[Rows from a dataset]

☆ ☆ ☆

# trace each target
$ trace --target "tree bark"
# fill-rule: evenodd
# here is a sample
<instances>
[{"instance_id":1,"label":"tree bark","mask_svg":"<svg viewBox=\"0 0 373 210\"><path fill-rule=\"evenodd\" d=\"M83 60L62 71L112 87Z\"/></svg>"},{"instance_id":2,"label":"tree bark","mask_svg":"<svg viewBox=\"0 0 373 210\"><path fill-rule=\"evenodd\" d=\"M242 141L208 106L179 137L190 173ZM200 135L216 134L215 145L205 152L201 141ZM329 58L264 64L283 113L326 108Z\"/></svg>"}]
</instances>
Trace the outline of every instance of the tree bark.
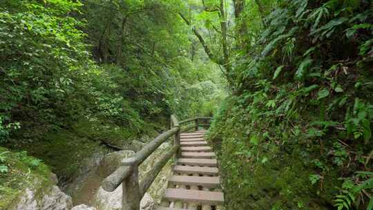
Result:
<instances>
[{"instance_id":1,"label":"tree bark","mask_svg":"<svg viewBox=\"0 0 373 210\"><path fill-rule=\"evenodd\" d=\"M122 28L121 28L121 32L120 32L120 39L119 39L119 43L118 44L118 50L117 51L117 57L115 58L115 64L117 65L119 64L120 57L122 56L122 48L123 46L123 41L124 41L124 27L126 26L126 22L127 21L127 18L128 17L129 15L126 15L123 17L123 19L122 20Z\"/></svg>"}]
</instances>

☆ ☆ ☆

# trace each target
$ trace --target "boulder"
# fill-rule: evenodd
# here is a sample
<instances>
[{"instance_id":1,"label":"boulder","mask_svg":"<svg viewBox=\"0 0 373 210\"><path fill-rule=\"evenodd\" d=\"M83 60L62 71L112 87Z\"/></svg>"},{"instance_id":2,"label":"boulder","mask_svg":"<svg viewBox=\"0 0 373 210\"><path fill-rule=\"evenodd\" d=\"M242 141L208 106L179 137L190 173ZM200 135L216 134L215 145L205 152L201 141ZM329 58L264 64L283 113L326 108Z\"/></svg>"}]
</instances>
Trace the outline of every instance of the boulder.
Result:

☆ ☆ ☆

*The problem*: Pull out every line of the rows above that contains the string "rule".

*Completed task*:
# fill-rule: evenodd
[{"instance_id":1,"label":"tree bark","mask_svg":"<svg viewBox=\"0 0 373 210\"><path fill-rule=\"evenodd\" d=\"M83 60L62 71L112 87Z\"/></svg>"},{"instance_id":2,"label":"tree bark","mask_svg":"<svg viewBox=\"0 0 373 210\"><path fill-rule=\"evenodd\" d=\"M242 141L208 106L179 137L190 173ZM200 135L216 134L215 145L205 152L201 141ZM329 58L264 64L283 113L326 108Z\"/></svg>"}]
[{"instance_id":1,"label":"tree bark","mask_svg":"<svg viewBox=\"0 0 373 210\"><path fill-rule=\"evenodd\" d=\"M122 28L121 28L121 32L120 32L120 39L119 39L119 43L118 44L118 50L117 51L117 57L115 58L115 64L117 65L119 64L120 57L122 56L122 48L123 46L123 41L124 41L124 27L126 26L126 22L127 21L127 18L128 17L129 15L126 15L123 17L123 19L122 20Z\"/></svg>"}]
# fill-rule: evenodd
[{"instance_id":1,"label":"boulder","mask_svg":"<svg viewBox=\"0 0 373 210\"><path fill-rule=\"evenodd\" d=\"M83 60L62 71L112 87Z\"/></svg>"},{"instance_id":2,"label":"boulder","mask_svg":"<svg viewBox=\"0 0 373 210\"><path fill-rule=\"evenodd\" d=\"M242 141L208 106L179 137L190 173ZM200 135L216 134L215 145L205 152L201 141ZM329 58L264 64L283 113L326 108Z\"/></svg>"}]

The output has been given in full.